--- START TASK INPUT ---

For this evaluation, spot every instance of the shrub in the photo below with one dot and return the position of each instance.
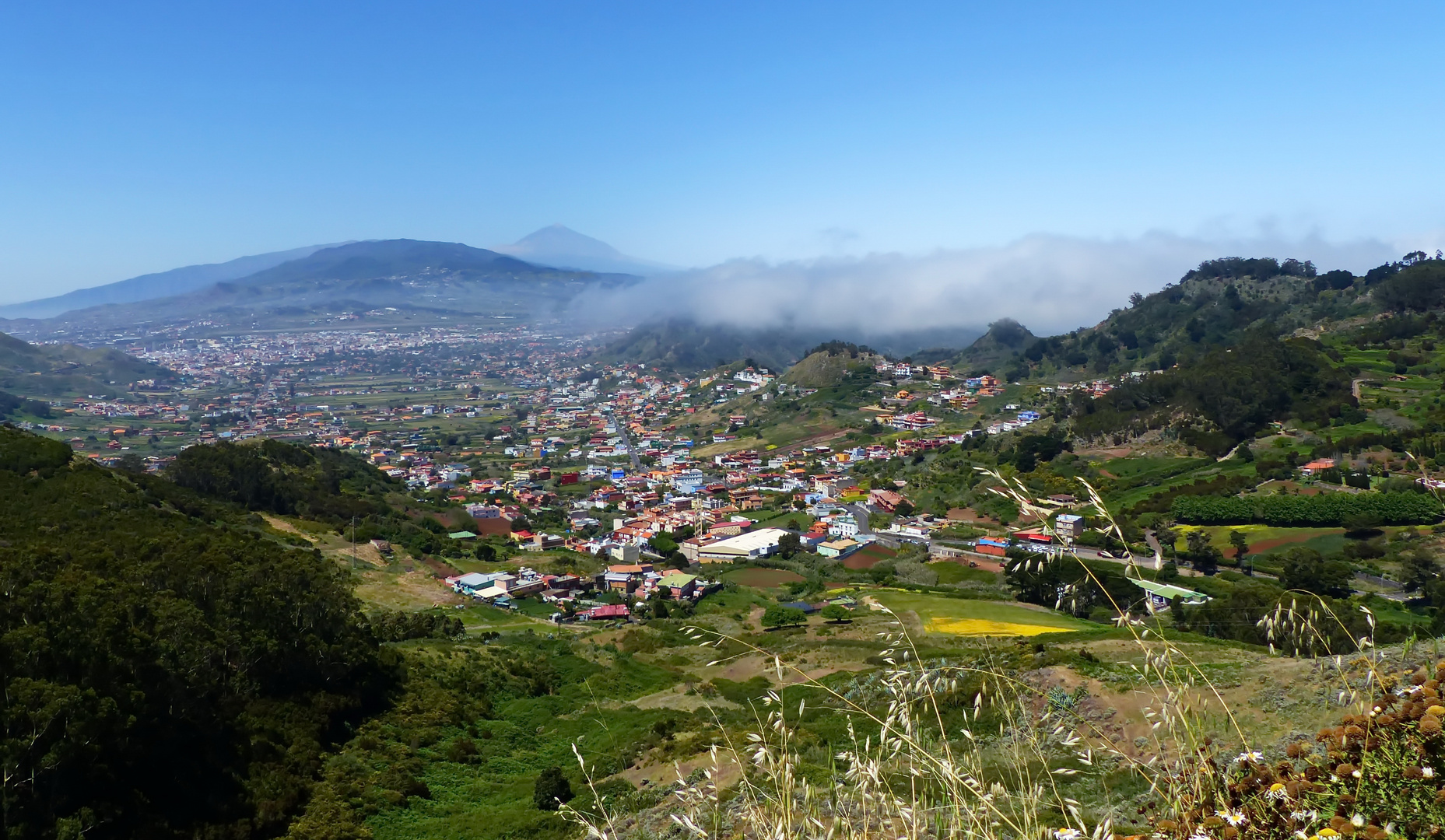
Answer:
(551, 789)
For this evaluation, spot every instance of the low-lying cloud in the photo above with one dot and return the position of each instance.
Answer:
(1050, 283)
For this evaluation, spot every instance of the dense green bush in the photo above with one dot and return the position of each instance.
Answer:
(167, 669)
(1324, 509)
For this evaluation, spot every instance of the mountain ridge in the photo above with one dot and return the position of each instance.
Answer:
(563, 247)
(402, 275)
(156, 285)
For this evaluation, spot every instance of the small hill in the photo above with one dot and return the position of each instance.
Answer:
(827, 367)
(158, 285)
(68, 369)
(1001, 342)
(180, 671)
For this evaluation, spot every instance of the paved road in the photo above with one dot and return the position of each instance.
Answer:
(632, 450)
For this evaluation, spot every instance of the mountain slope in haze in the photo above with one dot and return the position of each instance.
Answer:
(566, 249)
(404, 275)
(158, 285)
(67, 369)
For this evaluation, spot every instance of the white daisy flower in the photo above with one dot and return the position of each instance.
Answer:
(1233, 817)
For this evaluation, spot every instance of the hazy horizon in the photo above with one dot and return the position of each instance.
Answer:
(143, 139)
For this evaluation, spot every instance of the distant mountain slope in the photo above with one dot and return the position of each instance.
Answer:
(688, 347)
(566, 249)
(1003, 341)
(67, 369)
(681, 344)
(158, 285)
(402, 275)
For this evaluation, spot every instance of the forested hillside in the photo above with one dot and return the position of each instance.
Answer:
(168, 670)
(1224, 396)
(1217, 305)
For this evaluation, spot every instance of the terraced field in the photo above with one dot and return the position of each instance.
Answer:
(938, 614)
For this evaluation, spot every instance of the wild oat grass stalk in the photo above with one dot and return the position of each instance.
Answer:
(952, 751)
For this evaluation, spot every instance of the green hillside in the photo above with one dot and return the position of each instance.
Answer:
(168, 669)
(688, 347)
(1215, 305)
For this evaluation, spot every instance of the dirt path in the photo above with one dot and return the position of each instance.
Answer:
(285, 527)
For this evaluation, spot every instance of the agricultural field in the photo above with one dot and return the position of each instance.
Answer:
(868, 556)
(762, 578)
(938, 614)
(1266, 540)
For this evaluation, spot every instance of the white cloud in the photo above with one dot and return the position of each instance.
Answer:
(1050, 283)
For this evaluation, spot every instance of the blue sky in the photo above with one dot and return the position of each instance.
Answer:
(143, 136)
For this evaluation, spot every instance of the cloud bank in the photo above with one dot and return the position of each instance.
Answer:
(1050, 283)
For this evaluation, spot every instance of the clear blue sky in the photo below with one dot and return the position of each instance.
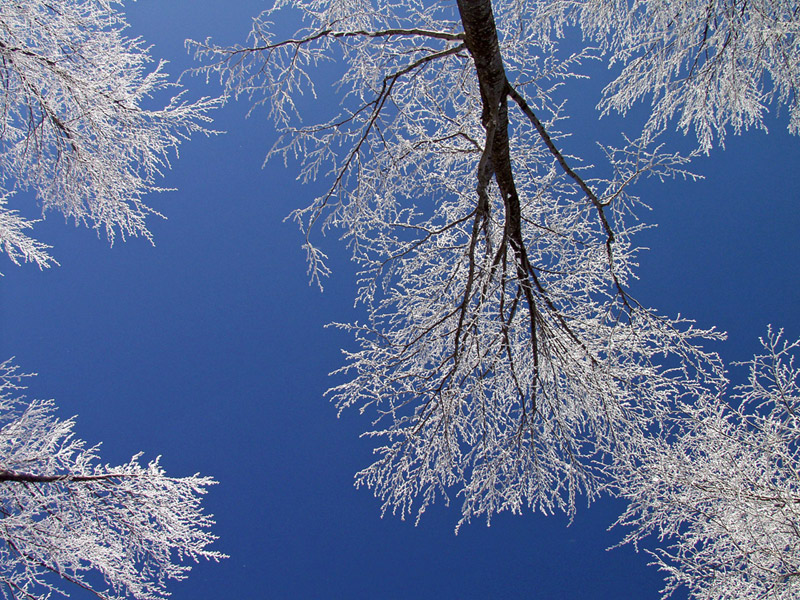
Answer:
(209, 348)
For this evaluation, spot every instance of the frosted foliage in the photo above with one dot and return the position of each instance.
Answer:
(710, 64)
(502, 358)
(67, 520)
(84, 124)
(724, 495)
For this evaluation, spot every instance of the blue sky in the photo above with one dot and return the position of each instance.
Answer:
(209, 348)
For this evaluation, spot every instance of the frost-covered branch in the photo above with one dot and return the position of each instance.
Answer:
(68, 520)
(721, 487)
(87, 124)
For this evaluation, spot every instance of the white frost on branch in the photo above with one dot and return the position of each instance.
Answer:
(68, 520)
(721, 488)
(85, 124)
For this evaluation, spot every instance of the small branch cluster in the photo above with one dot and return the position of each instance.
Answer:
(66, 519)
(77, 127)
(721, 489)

--- END TASK INPUT ---

_EXERCISE PROMPT_
Rewrite all of the material above as a JSON list of strings, with one string per line and blank lines omitted. Leave the pictures out.

_RESPONSE TO THIS TASK_
[
  "For this evaluation, spot every instance of the shrub in the photo below with one dot and return the position of each instance.",
  "Answer:",
  "(551, 789)",
  "For this evaluation, spot every instance of the low-lying cloud in the photo above with one dot and return the position of each instance.",
  "Answer:",
  "(1050, 283)",
  "For this evaluation, spot every instance of the dense green bush in the photo above with one dot and return the position of each instance.",
  "Answer:",
  "(167, 669)",
  "(1324, 509)",
  "For this evaluation, spot every instance of the mountain ridge in the photo above with one dot and return the position of each instance.",
  "Answer:",
  "(563, 247)",
  "(402, 275)",
  "(156, 285)",
  "For this evaluation, spot every instance of the small hill in the photo above with one dot and return the position of each instance.",
  "Answer:",
  "(827, 367)",
  "(158, 285)",
  "(68, 369)",
  "(1001, 342)",
  "(180, 671)",
  "For this evaluation, spot every instance of the paved road in the photo above with one dot and return the position of each instance.",
  "Answer:",
  "(632, 450)",
  "For this evaluation, spot every instance of the mountain slope in haze in the photo above with one dot and return the position of each instance.",
  "Answer:",
  "(566, 249)",
  "(404, 275)",
  "(158, 285)",
  "(67, 369)",
  "For this evaluation, spot every instance of the white daisy flower in the photo above with one dot and return the position of each instance.",
  "Answer:",
  "(1233, 817)",
  "For this evaluation, spot every instance of the hazy horizon in the photo above with one dot and return the position of each instance.",
  "Answer:",
  "(143, 139)",
  "For this evaluation, spot every instance of the distant mountain slope in the photo above with one dot and return the position of each instance.",
  "Answer:",
  "(688, 347)",
  "(566, 249)",
  "(1003, 341)",
  "(67, 369)",
  "(681, 344)",
  "(158, 285)",
  "(402, 275)",
  "For this evaluation, spot every instance of the forested hillside in the photo above with one dot and return the position of each instance.",
  "Answer:",
  "(168, 670)",
  "(1224, 396)",
  "(1217, 305)",
  "For this evaluation, spot every instance of the terraced field in the photo above with one dot and return the position of each instance.",
  "Answer:",
  "(938, 614)",
  "For this evaluation, spot every instance of the wild oat grass stalk in the photo above with one dot and return the position of each instance.",
  "Answer:",
  "(952, 751)",
  "For this evaluation, spot every instance of the green hillside in the photo above with one dot and return the position of each instance.",
  "Answer:",
  "(168, 669)",
  "(688, 347)",
  "(1215, 305)",
  "For this evaluation, spot every instance of the dirt path in the photo above with one dot and return the position of each instance.",
  "Answer:",
  "(285, 527)",
  "For this evaluation, spot every instance of the agricultural field in the photo above with one dot and return the position of each instance.",
  "Answer:",
  "(868, 556)",
  "(762, 578)",
  "(938, 614)",
  "(1266, 540)",
  "For this evaluation, spot every instance of the white cloud in the photo above with one dot and return the position of each instance.",
  "Answer:",
  "(1050, 283)",
  "For this evaluation, spot every instance of the blue sky in the photo above with one dot and return the position of each instance.",
  "Answer:",
  "(143, 136)",
  "For this evaluation, spot every instance of the cloud bank in the photo above with one dot and return the position of each instance.",
  "Answer:",
  "(1050, 283)",
  "For this evaluation, spot every instance of the clear blue sky in the photo below with one dot and return the position of each instance.",
  "Answer:",
  "(209, 348)",
  "For this evaluation, spot every instance of the frosted foliage in the photo above with one dot and return the position of each instance.",
  "Answer:",
  "(710, 64)",
  "(502, 358)",
  "(67, 520)",
  "(84, 124)",
  "(724, 495)",
  "For this evaluation, spot every instance of the blue sky in the photo above with one dot and return the position of each instance.",
  "Answer:",
  "(209, 348)",
  "For this evaluation, spot every instance of the frost-covered branch in the photo above with one dot and return the position of each instance.",
  "Answer:",
  "(68, 520)",
  "(721, 487)",
  "(87, 124)",
  "For this evaluation, spot every instance of the white frost on branch in the photo above with one dot and return the position of each instance.",
  "Answer:",
  "(68, 520)",
  "(721, 488)",
  "(85, 124)",
  "For this evaluation, spot every instance of the small branch cluster in the photo above with one dot and return the position of each instance.",
  "Answer:",
  "(66, 519)",
  "(77, 127)",
  "(721, 489)"
]